### Task requirements
For the entries below, print exactly the lines between the line holding "Target: picnic table bench seat" and the line holding "the wooden bench", inclusive, and nothing else.

### Material shown

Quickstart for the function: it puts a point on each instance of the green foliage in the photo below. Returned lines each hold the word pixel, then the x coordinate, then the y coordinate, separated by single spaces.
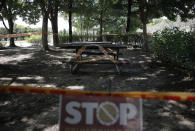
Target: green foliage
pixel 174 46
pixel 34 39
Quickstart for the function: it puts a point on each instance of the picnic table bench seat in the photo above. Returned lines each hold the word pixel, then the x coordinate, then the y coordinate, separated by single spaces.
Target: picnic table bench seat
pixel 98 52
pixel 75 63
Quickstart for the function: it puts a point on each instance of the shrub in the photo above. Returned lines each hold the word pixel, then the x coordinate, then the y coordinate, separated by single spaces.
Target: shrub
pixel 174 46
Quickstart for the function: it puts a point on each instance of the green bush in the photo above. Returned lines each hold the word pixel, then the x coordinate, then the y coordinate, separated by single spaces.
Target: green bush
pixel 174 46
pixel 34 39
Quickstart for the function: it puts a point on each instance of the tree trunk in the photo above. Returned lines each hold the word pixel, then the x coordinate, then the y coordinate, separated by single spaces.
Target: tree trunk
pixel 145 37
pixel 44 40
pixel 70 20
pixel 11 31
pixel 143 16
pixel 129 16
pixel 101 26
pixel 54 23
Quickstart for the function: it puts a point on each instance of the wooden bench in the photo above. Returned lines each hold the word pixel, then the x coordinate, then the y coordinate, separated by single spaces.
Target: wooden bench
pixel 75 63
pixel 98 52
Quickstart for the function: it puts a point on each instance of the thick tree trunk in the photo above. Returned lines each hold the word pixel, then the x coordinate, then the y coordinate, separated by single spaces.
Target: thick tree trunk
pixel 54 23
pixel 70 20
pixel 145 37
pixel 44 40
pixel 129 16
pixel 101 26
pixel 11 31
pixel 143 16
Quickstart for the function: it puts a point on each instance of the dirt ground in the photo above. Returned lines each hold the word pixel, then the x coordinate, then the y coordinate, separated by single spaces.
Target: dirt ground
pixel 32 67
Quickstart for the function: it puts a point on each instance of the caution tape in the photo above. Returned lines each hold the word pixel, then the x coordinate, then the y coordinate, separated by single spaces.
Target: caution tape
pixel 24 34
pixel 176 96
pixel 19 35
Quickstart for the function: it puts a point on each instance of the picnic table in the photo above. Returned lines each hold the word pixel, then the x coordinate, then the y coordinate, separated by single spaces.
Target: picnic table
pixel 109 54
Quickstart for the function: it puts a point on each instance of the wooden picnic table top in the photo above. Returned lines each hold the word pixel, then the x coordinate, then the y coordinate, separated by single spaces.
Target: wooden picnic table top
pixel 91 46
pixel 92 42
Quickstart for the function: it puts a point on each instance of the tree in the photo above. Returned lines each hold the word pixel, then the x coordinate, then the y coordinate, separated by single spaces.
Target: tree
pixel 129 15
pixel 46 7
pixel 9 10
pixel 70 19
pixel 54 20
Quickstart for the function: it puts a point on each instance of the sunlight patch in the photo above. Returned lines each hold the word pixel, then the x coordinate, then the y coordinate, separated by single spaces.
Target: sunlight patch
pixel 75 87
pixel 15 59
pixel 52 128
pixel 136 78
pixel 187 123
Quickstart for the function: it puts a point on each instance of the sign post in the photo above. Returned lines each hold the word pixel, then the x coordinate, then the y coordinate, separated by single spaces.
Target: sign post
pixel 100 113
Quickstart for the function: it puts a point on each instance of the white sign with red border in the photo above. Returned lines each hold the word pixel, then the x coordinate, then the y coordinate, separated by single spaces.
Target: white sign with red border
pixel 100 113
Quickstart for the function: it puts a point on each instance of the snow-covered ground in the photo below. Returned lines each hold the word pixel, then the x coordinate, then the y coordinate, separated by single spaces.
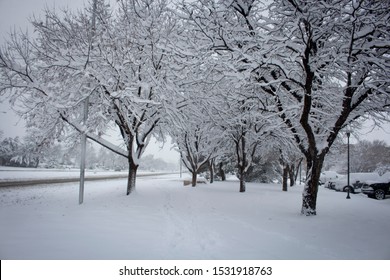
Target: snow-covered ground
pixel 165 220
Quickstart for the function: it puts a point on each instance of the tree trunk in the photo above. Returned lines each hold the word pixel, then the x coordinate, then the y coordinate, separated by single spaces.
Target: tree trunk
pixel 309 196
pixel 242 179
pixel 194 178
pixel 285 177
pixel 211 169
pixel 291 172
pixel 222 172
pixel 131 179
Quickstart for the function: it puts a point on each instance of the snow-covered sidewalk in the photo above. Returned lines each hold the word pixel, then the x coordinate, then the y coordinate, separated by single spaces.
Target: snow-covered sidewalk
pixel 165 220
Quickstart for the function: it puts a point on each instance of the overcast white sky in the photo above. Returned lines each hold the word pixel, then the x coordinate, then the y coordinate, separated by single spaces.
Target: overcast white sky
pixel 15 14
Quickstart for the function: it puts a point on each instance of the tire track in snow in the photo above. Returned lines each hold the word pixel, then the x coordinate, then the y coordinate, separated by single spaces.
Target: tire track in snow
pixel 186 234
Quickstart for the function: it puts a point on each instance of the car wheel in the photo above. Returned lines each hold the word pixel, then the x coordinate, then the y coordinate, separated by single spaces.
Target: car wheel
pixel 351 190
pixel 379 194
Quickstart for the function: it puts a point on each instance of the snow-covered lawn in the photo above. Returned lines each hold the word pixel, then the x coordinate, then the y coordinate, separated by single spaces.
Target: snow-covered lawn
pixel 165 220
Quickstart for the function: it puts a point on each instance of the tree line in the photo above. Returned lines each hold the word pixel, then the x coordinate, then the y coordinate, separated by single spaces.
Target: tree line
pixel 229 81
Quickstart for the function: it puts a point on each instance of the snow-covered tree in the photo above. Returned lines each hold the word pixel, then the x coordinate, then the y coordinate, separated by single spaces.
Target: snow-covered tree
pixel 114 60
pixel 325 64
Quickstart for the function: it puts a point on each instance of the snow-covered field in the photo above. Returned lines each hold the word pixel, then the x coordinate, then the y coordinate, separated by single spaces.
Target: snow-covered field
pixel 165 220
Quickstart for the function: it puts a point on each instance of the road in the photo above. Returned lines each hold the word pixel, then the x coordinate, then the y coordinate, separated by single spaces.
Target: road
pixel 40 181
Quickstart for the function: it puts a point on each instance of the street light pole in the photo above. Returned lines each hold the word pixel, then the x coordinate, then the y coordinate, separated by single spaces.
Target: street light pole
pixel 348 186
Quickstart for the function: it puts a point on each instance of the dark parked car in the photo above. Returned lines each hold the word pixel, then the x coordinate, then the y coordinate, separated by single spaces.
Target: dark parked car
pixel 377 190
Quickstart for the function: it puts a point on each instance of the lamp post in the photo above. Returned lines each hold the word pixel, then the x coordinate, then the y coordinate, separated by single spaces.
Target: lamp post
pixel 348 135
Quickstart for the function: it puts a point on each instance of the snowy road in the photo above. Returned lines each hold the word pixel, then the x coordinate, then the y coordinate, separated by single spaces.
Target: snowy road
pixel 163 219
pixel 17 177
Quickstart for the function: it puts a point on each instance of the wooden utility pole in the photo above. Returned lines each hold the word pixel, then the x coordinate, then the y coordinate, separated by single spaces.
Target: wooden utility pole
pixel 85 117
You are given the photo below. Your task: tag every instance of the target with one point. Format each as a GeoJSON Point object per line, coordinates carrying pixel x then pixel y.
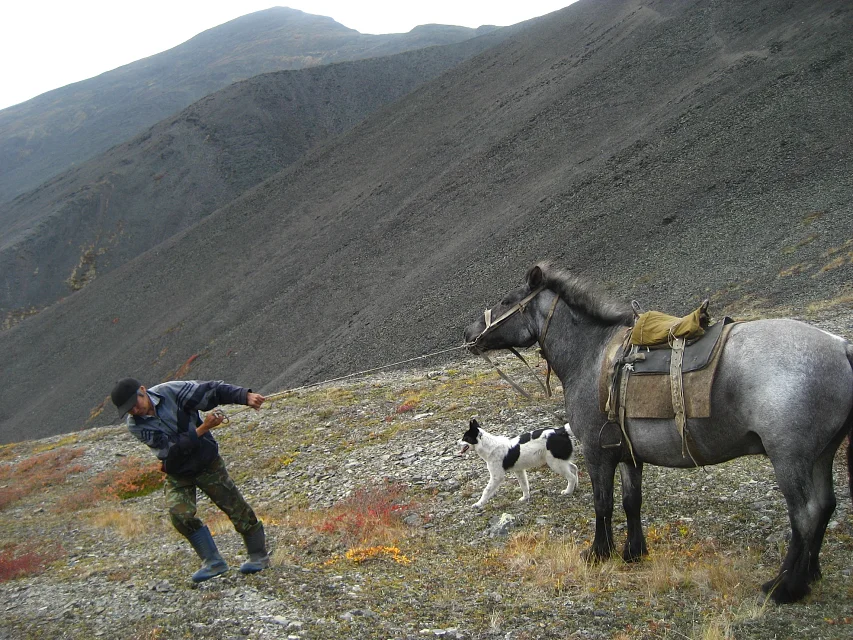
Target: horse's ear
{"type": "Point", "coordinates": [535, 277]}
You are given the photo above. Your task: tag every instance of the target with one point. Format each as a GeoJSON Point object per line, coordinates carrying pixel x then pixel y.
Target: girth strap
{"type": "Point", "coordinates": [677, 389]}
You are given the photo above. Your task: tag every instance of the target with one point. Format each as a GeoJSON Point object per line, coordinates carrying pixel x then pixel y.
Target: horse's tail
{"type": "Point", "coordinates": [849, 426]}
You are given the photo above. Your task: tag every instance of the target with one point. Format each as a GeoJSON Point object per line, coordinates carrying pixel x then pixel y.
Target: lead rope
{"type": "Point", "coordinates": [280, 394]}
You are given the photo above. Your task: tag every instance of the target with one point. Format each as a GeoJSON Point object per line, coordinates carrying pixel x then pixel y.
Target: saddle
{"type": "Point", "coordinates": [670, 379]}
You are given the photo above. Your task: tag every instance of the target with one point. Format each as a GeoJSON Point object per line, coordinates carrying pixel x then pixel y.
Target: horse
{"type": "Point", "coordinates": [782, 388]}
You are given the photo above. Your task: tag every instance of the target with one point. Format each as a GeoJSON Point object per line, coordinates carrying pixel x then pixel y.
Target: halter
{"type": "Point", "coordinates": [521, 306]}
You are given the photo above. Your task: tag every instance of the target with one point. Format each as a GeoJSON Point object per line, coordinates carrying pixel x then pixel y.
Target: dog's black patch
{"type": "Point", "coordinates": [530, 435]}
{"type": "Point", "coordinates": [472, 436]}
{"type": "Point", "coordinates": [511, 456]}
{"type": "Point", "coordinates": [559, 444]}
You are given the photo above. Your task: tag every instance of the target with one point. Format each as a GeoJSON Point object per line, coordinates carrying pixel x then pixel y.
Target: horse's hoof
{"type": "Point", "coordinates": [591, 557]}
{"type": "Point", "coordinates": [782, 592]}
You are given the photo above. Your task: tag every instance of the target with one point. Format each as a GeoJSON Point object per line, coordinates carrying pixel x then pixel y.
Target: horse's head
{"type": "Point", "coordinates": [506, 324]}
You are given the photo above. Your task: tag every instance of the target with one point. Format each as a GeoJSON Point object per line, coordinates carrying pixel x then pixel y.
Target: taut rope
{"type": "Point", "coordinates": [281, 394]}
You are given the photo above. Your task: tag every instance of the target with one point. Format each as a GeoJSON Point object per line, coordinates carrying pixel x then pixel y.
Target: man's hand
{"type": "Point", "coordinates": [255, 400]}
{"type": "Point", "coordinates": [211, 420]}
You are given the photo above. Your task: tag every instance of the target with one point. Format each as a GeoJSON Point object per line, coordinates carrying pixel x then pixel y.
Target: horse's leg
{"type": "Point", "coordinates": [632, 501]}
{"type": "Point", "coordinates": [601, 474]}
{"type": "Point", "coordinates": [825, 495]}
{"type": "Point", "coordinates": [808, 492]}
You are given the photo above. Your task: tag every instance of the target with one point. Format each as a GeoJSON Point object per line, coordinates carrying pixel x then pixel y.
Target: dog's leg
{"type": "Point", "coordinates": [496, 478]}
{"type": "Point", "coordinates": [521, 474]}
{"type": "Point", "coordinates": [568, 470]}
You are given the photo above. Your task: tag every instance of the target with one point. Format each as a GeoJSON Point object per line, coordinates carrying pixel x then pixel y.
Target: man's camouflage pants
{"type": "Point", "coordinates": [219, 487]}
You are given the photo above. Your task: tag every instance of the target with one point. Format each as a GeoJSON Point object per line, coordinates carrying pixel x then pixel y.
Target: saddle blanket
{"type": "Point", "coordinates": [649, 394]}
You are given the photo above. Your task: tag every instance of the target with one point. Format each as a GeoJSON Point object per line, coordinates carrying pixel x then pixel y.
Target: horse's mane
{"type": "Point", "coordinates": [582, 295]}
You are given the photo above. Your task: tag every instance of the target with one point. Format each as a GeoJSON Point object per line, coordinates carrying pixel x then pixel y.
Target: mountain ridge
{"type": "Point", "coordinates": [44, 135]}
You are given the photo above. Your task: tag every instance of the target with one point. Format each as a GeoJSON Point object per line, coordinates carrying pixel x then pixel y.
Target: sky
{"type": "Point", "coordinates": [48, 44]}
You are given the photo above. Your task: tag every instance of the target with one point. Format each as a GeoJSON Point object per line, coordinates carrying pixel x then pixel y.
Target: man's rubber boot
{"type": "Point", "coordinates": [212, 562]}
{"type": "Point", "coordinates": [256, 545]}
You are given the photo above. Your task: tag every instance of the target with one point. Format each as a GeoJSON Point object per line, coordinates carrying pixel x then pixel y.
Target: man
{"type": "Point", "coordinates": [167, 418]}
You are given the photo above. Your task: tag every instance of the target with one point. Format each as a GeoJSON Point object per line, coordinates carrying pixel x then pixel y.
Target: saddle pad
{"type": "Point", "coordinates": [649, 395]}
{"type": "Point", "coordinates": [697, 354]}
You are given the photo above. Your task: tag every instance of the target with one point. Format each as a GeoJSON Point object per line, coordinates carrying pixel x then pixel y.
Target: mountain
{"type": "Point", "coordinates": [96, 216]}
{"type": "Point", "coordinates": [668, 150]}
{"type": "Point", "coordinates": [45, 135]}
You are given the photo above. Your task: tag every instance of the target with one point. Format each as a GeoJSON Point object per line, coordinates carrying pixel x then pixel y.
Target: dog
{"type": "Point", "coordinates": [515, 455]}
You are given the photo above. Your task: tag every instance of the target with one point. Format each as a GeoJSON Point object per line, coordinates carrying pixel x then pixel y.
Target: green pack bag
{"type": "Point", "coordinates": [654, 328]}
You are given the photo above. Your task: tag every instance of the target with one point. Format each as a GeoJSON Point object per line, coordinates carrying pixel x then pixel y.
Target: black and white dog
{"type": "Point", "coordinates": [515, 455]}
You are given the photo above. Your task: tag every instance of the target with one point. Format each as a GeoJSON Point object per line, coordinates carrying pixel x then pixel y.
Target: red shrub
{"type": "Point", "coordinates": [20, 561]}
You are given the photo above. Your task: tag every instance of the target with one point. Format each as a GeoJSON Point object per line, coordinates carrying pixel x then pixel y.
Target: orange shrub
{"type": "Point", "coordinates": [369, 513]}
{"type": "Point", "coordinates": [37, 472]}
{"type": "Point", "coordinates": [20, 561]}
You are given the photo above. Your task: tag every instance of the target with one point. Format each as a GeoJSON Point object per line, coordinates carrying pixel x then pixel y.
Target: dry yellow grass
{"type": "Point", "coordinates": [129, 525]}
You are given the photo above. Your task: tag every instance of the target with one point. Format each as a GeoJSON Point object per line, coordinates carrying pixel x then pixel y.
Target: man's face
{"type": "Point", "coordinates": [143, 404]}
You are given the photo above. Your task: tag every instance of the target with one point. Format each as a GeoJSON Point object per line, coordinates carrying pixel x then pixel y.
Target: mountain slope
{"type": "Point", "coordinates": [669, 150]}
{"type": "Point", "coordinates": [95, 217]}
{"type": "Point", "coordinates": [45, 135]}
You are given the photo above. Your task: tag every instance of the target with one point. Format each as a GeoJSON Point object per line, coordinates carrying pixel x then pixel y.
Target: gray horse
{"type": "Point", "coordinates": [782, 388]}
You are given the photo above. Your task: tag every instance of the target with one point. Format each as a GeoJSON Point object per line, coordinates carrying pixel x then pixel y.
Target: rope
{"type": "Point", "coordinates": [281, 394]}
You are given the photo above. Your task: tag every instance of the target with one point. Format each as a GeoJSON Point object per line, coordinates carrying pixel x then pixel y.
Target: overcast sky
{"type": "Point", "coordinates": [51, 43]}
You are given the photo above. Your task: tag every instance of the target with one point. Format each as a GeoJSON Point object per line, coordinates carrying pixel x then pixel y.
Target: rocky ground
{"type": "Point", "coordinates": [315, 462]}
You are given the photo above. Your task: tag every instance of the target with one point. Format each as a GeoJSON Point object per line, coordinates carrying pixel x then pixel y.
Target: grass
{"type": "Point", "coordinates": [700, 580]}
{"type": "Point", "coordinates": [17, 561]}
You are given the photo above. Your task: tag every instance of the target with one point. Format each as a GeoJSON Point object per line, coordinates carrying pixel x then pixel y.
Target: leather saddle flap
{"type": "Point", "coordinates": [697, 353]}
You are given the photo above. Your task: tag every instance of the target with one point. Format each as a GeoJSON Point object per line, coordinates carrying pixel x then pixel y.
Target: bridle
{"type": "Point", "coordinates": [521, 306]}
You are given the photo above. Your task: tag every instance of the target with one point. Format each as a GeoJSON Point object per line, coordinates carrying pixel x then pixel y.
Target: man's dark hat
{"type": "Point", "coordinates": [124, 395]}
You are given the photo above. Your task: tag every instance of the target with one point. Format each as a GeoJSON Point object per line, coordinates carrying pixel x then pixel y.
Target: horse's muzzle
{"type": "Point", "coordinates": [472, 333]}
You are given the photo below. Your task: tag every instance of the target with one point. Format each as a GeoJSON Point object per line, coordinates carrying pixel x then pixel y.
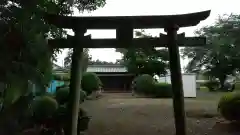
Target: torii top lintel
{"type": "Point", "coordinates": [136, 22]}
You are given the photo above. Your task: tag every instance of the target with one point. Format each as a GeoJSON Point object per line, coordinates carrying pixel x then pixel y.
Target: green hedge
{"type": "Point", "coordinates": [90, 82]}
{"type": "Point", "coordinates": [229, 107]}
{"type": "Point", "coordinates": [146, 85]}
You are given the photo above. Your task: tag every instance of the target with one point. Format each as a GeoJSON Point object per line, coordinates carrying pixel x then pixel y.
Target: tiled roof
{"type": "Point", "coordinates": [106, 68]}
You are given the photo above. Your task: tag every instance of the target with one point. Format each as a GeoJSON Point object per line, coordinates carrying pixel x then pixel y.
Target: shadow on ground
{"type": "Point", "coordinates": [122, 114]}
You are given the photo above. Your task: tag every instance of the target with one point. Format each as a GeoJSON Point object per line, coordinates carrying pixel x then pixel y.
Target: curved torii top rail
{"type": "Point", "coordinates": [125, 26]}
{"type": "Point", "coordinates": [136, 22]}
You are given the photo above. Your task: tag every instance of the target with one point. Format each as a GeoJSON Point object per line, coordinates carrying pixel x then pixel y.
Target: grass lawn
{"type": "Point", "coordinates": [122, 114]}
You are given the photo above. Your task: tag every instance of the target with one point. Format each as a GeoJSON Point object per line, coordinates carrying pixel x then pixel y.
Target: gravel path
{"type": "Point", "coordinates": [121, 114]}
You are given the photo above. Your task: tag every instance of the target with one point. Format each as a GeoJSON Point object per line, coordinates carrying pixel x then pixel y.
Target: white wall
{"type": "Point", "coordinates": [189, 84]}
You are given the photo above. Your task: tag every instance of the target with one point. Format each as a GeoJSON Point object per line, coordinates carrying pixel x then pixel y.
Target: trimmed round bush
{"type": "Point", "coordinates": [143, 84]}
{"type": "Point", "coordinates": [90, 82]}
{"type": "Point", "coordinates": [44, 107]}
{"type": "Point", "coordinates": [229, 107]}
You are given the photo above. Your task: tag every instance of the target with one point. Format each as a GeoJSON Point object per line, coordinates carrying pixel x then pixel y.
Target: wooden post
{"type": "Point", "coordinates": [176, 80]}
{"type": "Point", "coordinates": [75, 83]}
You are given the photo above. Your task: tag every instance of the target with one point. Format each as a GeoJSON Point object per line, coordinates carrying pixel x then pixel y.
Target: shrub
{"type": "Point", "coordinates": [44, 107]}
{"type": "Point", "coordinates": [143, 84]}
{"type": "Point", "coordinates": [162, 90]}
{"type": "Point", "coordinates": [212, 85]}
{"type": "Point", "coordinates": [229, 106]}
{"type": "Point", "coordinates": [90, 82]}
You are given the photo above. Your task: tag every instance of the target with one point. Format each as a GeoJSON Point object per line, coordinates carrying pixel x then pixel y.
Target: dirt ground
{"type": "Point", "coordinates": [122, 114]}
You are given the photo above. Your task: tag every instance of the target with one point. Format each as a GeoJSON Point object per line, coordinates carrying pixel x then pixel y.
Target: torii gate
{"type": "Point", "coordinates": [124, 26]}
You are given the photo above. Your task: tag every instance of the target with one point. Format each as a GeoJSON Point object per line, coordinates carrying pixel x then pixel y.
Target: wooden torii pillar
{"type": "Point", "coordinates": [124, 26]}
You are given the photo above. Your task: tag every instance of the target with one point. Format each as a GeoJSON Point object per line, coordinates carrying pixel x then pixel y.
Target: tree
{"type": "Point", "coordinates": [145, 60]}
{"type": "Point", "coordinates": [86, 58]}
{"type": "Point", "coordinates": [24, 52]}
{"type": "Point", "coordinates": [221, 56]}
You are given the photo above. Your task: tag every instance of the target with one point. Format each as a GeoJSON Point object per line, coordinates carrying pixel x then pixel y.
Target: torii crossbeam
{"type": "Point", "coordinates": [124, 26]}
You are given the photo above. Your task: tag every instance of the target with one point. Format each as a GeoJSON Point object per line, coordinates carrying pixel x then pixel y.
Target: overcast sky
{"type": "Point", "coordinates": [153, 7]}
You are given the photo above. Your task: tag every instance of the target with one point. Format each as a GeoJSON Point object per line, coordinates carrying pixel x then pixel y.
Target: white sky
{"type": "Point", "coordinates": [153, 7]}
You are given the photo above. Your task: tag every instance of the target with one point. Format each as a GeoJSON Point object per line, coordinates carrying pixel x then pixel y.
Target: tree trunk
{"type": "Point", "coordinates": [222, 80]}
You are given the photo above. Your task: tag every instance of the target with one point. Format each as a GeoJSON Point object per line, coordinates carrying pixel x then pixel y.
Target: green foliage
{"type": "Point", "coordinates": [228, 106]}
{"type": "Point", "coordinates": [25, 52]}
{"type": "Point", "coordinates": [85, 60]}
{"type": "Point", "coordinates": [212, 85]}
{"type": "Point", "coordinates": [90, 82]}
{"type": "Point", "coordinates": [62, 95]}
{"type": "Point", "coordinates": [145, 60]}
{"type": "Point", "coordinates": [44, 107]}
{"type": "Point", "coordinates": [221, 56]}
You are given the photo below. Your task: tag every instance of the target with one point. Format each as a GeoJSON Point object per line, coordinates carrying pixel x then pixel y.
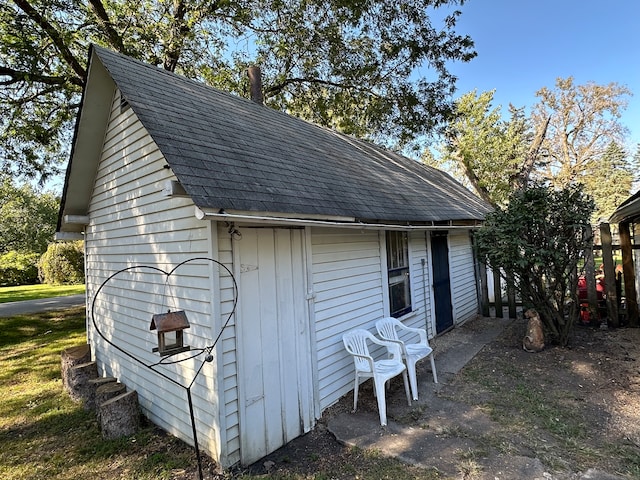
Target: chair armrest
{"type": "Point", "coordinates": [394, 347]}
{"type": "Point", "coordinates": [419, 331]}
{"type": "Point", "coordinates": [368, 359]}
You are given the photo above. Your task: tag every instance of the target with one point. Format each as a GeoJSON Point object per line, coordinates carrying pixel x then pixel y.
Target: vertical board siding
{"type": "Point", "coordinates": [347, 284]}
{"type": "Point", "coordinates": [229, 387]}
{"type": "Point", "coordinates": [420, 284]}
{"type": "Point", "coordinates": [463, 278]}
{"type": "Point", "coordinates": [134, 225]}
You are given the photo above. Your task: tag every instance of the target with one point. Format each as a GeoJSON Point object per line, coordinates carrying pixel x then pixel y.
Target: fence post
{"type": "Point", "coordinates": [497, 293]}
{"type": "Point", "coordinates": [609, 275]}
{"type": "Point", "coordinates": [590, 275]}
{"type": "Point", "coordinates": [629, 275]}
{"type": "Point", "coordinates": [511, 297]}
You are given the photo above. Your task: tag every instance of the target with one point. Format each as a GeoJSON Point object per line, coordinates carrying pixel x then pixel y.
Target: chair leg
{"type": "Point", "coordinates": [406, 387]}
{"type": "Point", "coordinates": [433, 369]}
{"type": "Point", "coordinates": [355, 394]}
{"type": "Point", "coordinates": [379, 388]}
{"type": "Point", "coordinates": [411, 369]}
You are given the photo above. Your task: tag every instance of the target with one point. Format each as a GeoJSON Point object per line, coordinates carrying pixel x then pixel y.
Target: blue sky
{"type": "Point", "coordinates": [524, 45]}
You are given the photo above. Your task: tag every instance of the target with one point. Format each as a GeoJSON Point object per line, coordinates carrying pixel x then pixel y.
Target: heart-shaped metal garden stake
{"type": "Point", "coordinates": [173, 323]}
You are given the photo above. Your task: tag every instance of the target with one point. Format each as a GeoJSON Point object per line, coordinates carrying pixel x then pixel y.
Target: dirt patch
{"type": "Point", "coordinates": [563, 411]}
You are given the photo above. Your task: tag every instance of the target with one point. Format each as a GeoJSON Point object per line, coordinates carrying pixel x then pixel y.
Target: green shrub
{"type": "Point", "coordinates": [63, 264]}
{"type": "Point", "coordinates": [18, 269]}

### Solution to this problem
Target: picnic table bench seat
pixel 98 52
pixel 75 63
Quickstart for the function: it puts a point on each instance of the shrub in the photo above. Returned lines each hold the word pixel, then the x coordinate, then the y coordinate, separated by single spaces.
Target: shrub
pixel 174 46
Quickstart for the function: it puts a point on each instance of the green bush in the photo above. Returned lines each hold the word pixel, then the x coordinate, then the y coordinate, separated by single spaces.
Target: green bush
pixel 174 46
pixel 34 39
Quickstart for the function: it puts a point on each instance of the tree trunk in the photo above. Returned lines each hold the word pixel, then the x coordinate, then the y coordinate, separated by single spaces.
Target: tree trunk
pixel 145 37
pixel 44 40
pixel 70 20
pixel 11 31
pixel 143 16
pixel 129 16
pixel 101 26
pixel 54 23
Quickstart for the function: it puts a point on each instance of the wooden bench in the photo above. Returned lines each hold the word pixel, then the x coordinate, then the y coordinate, separated by single spaces.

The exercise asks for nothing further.